» GOAL OF THE EXERCISE:
Every entry that follows needs to be repeated exactly.

(Dataset records)
◆ ◆ ◆

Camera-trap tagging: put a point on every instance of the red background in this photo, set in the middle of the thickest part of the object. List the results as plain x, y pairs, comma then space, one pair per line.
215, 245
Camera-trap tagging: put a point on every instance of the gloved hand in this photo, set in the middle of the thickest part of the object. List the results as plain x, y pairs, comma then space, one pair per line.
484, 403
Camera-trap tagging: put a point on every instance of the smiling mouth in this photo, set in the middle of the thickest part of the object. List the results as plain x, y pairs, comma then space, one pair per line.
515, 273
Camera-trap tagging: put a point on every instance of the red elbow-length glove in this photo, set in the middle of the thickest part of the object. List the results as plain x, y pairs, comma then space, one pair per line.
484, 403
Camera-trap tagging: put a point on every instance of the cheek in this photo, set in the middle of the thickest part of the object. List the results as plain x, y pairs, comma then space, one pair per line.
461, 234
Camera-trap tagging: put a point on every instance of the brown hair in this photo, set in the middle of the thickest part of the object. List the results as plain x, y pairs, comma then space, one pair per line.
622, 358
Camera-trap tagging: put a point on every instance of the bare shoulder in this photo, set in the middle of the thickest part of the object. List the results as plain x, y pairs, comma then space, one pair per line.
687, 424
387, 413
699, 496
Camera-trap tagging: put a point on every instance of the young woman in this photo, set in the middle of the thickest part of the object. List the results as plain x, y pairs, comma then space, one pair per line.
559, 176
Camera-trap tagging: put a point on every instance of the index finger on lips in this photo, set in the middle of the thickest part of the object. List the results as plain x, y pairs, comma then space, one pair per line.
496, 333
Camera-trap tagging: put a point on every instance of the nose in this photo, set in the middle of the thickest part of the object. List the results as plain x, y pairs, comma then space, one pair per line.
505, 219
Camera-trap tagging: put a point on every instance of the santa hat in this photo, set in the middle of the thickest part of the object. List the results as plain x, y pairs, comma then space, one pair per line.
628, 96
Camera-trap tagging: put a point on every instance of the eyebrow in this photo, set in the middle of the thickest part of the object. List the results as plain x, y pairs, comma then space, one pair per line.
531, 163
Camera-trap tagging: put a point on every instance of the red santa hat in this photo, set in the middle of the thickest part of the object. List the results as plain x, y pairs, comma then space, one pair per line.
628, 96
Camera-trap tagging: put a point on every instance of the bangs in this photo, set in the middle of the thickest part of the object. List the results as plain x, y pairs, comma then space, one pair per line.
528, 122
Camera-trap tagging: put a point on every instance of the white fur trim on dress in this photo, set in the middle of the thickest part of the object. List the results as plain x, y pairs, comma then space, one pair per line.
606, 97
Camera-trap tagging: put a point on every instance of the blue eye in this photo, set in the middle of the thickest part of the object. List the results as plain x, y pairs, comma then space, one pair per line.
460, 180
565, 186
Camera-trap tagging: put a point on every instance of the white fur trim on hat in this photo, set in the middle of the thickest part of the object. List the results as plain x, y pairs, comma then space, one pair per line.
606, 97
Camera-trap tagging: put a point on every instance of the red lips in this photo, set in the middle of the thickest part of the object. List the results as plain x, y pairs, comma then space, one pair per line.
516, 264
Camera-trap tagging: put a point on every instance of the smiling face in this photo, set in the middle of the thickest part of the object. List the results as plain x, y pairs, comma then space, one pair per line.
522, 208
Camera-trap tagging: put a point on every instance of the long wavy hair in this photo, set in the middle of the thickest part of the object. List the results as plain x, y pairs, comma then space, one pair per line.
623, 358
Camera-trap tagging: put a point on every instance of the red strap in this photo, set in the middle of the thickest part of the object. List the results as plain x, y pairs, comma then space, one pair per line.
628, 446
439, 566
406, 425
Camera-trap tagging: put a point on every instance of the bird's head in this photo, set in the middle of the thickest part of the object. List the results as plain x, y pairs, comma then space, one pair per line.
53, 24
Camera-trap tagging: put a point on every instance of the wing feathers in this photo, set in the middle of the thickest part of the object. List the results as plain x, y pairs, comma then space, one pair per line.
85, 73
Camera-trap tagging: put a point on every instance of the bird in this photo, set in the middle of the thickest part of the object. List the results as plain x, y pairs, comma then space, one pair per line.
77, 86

◆ ◆ ◆

» ANSWER TO THE TASK:
Camera-trap tagging: put a point on every instance of the red background in this photo, set in the middle of the thickest part of the object. List the results as plain x, y pairs, comma then space, one pair per line.
215, 245
Camera-trap tagging: put a point on every instance of the gloved hand in this photo, set in the middle of the thickest part of the object. List the results as plain x, y pairs, comma then space, one pair per line.
484, 403
Camera-trap tagging: put a point on every instance of the smiling mouth in this photo, set in the middle of the thickest part of the object. List the results as plain x, y pairs, comma then space, one pair per line.
515, 273
Camera-trap tagging: put a point on every instance of the red elbow-length glove in this photo, set in the middle of the thickest part of the object. List the results as plain x, y pairs, comma then space, one pair per line.
484, 403
Camera-trap tagging: put a point on every instance of the cheek in this photo, set in the middle of the thickest part of the object. List the results as plain x, y pairs, comma then space, one pair per line.
461, 234
Camera-trap tagging: put a point on every instance of the brown hair in this photo, set in the middle of the thickest part of the object. List the results as plain x, y pairs, comma then space, one pair per line.
622, 358
Camera-trap tagging: put a point on every instance of the bare shoulder in this photo, set in the middle of the thickest part of the object. List the results as plain x, y pairs, comma then space, one pair per line.
687, 424
387, 413
699, 496
Camera-trap tagging: put a point on every instance of the young woman in this photo, set in the middle of the thickest part of the object. List the results as plain x, y pairs, comma then space, one pair per line.
559, 176
Camera-trap tagging: put a point on every instance of the index finger on lips in this photo, set in the middle of the thickest part of the object. List the results as plain x, y pairs, comma then space, one pair per line.
496, 333
Camera-trap tagging: put a point on every instance of the nose in this photo, set in the middle of the thickest part of the object. List the results as plain x, y pairs, comma then space, one pair per line.
505, 219
Camera-trap tagging: put a point on every instance of the santa hat in this photo, set in the middle of the thickest part of the object. List the results as plain x, y pairs, comma then space, one pair per line.
628, 96
Camera-trap tagging: put a point on every instance of the eyebrow in this photo, set in the middle of the thickest part of the object. List the results as plain x, y pairs, comma then space, one pair per line.
531, 163
Camera-trap tagging: put a point on every instance of the red santa hat in this photo, set in the middle of the thickest part of the object. List the results as plain x, y pairs, comma then space, one pair per line.
628, 96
Camera-trap tagging: put a point on every instance of the bangs in this photo, set in the middle of the thickest part of the object. List the results as plain x, y pairs, comma then space, one pair per line.
528, 122
Camera-trap tagging: put a point on every instance of the white fur trim on dress in this photo, set in the middle of the thickest part of the object. List the results as plain x, y pairs, comma then space, one pair per line.
606, 97
Camera-trap tagging: put a point on every instance of the blue eye in this photo, set in the middle of the thickest part of the object. List the results as plain x, y pairs, comma then space, one pair per line.
460, 180
565, 186
Camera-trap tagging: put a point on every instance of the white fur trim on hat in this photo, set in the middle of the thickest part of the object. List the results as plain x, y pairs, comma then space, one pair per line.
606, 97
Camera-trap tagging: put a point on every instance of the red lips in this photo, set in the middle of the thickest part of the object. List the results as plain x, y pairs, comma then space, one pair per line.
516, 264
Camera-trap tagging: put a point on every instance of the smiling face in this photo, set in the middle of the thickest part of the object. List the results as plain x, y pairs, comma then space, one pair per line.
522, 208
Camera-trap tagging: put a point on every instance of the long wavy hair in this photo, set in the middle of the thickest part of the object. List the results as plain x, y pairs, comma then space, one pair per line.
623, 358
Camera-trap tagging: put a point on every instance of the red strap in this photo, set in the middle of the thickest part of the object. List the results as plain x, y pairs, comma then space, one pair per line.
628, 446
439, 566
406, 425
Camera-trap tagging: put a point on every instance of the bird's head in this photo, set in the middle of the thickest part of the object. List the results as plain x, y pairs, comma then space, one pair per line.
53, 24
Camera-trap tagging: put a point on every instance of the wing feathers in this photo, set in the middle of the thickest part of the object. List the results as plain x, y pairs, comma then space, one pair per line.
85, 73
Camera-trap tagging: put a point on every instance of the bird in this photo, set in the middle of the thickest part of the object. List the results as plain x, y pairs, comma then space, one pair per line.
77, 86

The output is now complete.